### Aufgaben
(A) Zitiere aus dem Text über die Dürre den Abschnitt von „Doktor Makarios lässt“ bis „Musiker) nicht ertrinken.“.
(B) Welches Feld steht laut dem Text über die Dürre in Flammen?
(C) Führe den Text über die Dürre im Anschluss an seinen letzten Satz fort.

-------- Quelle

Als die Menschen sich stapeln lernen (393)

 

Doktor Makarios lässt den Blick über die Landschaft schweifen. Perlen aus Schweiß säumen die Stirn. Dürre, wohin man sieht. Die Wüste naht, mit heimtückischer Gleichgültigkeit verbrennt die Sonne Wald und Pilz. Sogar ein Gurkenfeld in Brandenburg steht in Flammen. Käfer flüchten, Igel, Bienen, Vöglein, Eichhörnchen und Musiker dursten. Es ist eine wunderbare Zeit. Man kann so viel Gutes tun. Großen und kleinen Naturbewohnern (und Musikern) viele Schälchen voller Wasser (und Schnaps) bereiten. Doch nicht vergessen: Steinchen hineinlegen, damit die Käfer und Bienen (und Musiker) nicht ertrinken.

----------------
-------- Bereitgestelltes Material

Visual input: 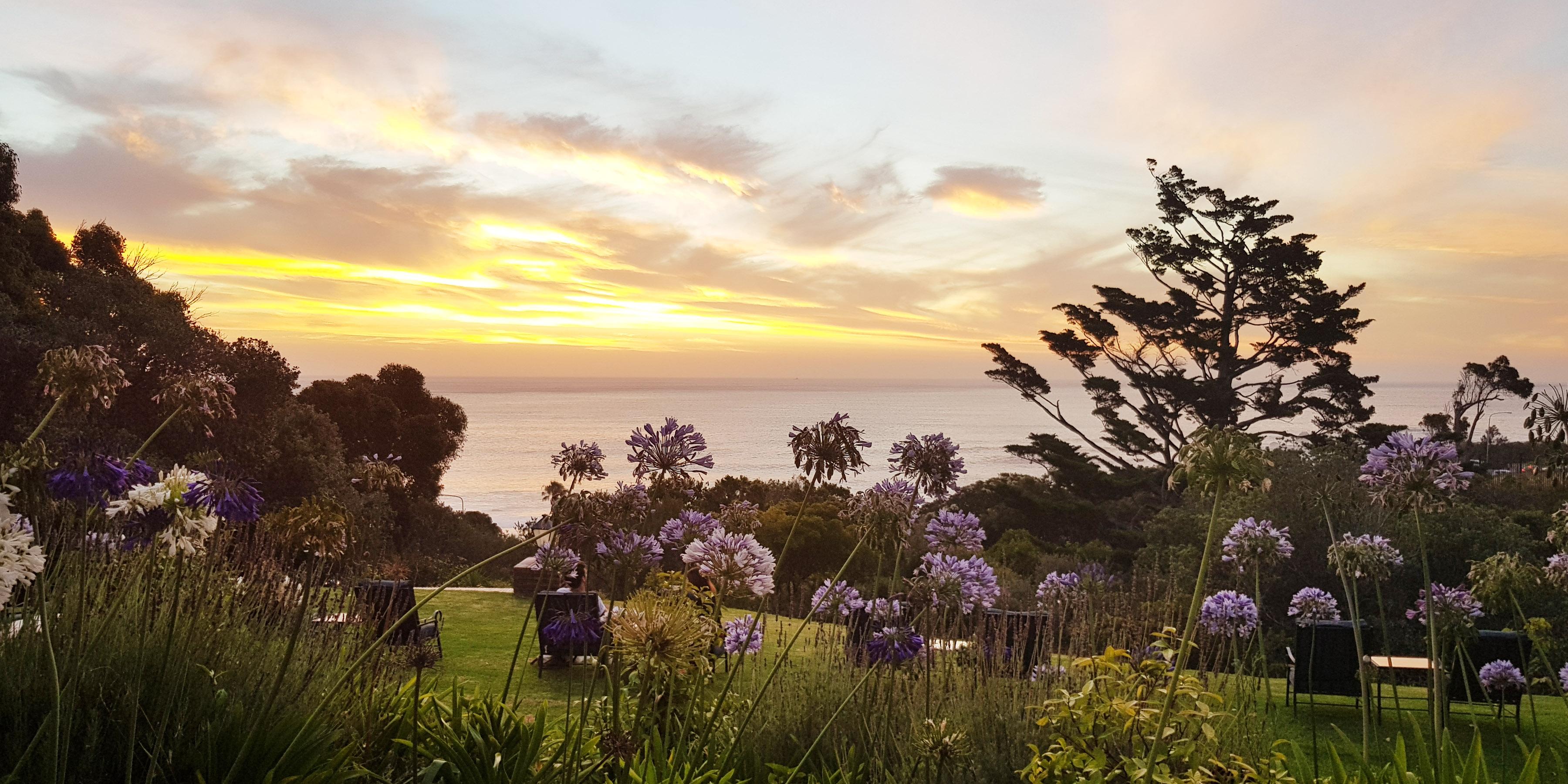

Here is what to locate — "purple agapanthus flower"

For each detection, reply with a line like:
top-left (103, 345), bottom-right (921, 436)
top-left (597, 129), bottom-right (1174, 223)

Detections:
top-left (659, 510), bottom-right (720, 547)
top-left (539, 610), bottom-right (604, 651)
top-left (1477, 659), bottom-right (1524, 696)
top-left (1405, 583), bottom-right (1482, 629)
top-left (1035, 572), bottom-right (1084, 605)
top-left (925, 510), bottom-right (985, 555)
top-left (1198, 591), bottom-right (1257, 637)
top-left (47, 453), bottom-right (131, 507)
top-left (183, 464), bottom-right (262, 522)
top-left (551, 441), bottom-right (610, 486)
top-left (1361, 433), bottom-right (1474, 507)
top-left (724, 615), bottom-right (762, 656)
top-left (594, 531), bottom-right (665, 572)
top-left (680, 528), bottom-right (774, 596)
top-left (1546, 552), bottom-right (1568, 588)
top-left (1220, 517), bottom-right (1295, 571)
top-left (625, 417), bottom-right (713, 480)
top-left (1286, 585), bottom-right (1339, 625)
top-left (912, 552), bottom-right (1002, 615)
top-left (533, 544), bottom-right (583, 574)
top-left (865, 625), bottom-right (925, 665)
top-left (888, 433), bottom-right (967, 499)
top-left (811, 577), bottom-right (865, 618)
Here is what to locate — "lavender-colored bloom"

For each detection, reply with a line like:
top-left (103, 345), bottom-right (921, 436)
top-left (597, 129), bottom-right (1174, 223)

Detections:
top-left (594, 531), bottom-right (665, 572)
top-left (724, 615), bottom-right (762, 656)
top-left (49, 453), bottom-right (128, 507)
top-left (183, 464), bottom-right (262, 522)
top-left (1546, 552), bottom-right (1568, 588)
top-left (865, 599), bottom-right (903, 621)
top-left (888, 433), bottom-right (967, 499)
top-left (789, 414), bottom-right (872, 481)
top-left (659, 510), bottom-right (720, 547)
top-left (1405, 583), bottom-right (1482, 629)
top-left (680, 528), bottom-right (774, 596)
top-left (925, 510), bottom-right (985, 555)
top-left (865, 625), bottom-right (925, 665)
top-left (1477, 659), bottom-right (1524, 696)
top-left (551, 441), bottom-right (610, 486)
top-left (1035, 572), bottom-right (1084, 605)
top-left (1361, 433), bottom-right (1474, 507)
top-left (539, 610), bottom-right (604, 651)
top-left (912, 552), bottom-right (1002, 615)
top-left (811, 578), bottom-right (865, 618)
top-left (533, 544), bottom-right (583, 574)
top-left (625, 417), bottom-right (713, 480)
top-left (1286, 586), bottom-right (1339, 625)
top-left (1220, 517), bottom-right (1295, 571)
top-left (1198, 591), bottom-right (1257, 637)
top-left (1328, 533), bottom-right (1405, 580)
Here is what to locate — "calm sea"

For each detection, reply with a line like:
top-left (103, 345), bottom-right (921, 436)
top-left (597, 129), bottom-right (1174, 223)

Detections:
top-left (429, 378), bottom-right (1524, 528)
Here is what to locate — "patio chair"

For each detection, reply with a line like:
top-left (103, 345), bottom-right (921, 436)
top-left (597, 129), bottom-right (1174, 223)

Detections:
top-left (1284, 621), bottom-right (1378, 709)
top-left (355, 580), bottom-right (442, 656)
top-left (533, 591), bottom-right (610, 669)
top-left (1447, 632), bottom-right (1534, 724)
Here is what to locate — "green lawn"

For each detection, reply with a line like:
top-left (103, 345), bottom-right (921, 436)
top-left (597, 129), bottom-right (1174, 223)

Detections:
top-left (419, 591), bottom-right (1568, 774)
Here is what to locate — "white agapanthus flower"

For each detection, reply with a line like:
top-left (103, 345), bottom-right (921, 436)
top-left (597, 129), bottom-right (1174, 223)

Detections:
top-left (108, 466), bottom-right (218, 557)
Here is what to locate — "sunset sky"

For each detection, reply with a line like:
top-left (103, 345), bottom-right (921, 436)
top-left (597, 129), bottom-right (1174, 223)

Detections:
top-left (0, 2), bottom-right (1568, 379)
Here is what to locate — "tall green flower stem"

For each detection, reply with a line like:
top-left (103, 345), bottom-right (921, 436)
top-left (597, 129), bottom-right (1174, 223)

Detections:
top-left (1143, 478), bottom-right (1229, 781)
top-left (1409, 502), bottom-right (1447, 781)
top-left (22, 395), bottom-right (66, 445)
top-left (125, 406), bottom-right (185, 466)
top-left (277, 531), bottom-right (547, 767)
top-left (1309, 499), bottom-right (1373, 768)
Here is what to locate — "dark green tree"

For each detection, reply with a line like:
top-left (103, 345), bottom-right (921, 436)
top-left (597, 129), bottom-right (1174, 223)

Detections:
top-left (985, 160), bottom-right (1377, 469)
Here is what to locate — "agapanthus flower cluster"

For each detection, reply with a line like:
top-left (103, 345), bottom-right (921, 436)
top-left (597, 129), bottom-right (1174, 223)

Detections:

----------------

### Lösungen
(A)
Doktor Makarios lässt den Blick über die Landschaft schweifen. Perlen aus Schweiß säumen die Stirn. Dürre, wohin man sieht. Die Wüste naht, mit heimtückischer Gleichgültigkeit verbrennt die Sonne Wald und Pilz. Sogar ein Gurkenfeld in Brandenburg steht in Flammen. Käfer flüchten, Igel, Bienen, Vöglein, Eichhörnchen und Musiker dursten. Es ist eine wunderbare Zeit. Man kann so viel Gutes tun. Großen und kleinen Naturbewohnern (und Musikern) viele Schälchen voller Wasser (und Schnaps) bereiten. Doch nicht vergessen: Steinchen hineinlegen, damit die Käfer und Bienen (und Musiker) nicht ertrinken.

(B) Ein Gurkenfeld in Brandenburg.

(C)
Seit Wochen hat es nicht mehr geregnet. Es ist heiß, heiß, heiß. Erschwerend kommt die Hetze-Welle hinzu. Ei der Daus! Die Leute scheinen an den Smartphones förmlich zu implodieren. Tunlichst vermeiden sollte man es, Kommentare zu lesen. Tut man es aus einer Verlegenheit heraus doch, möchte man die Koffer für immer packen und auswandern. Vielleicht nicht gerade nach Brandenburg, Portugal wäre schön. Der waschechte Portugiese hetzt nämlich nicht. Er rastet und ruht in seinen Gedanken und die richtet er schön lecker mit Portwein an. Seine Finger wollen nach Feierabend nicht arbeiten, im Internet suchen, sich auf einen Bericht stürzen, um ihn verbal zu vermöbeln. Was soll das auch für einen Sinn ergeben? Früher traf man sich im Wirtshaus, tauschte Schnaps, Argumente, und den ein oder anderen Schlag aus. Fertig. Heute ist das anders.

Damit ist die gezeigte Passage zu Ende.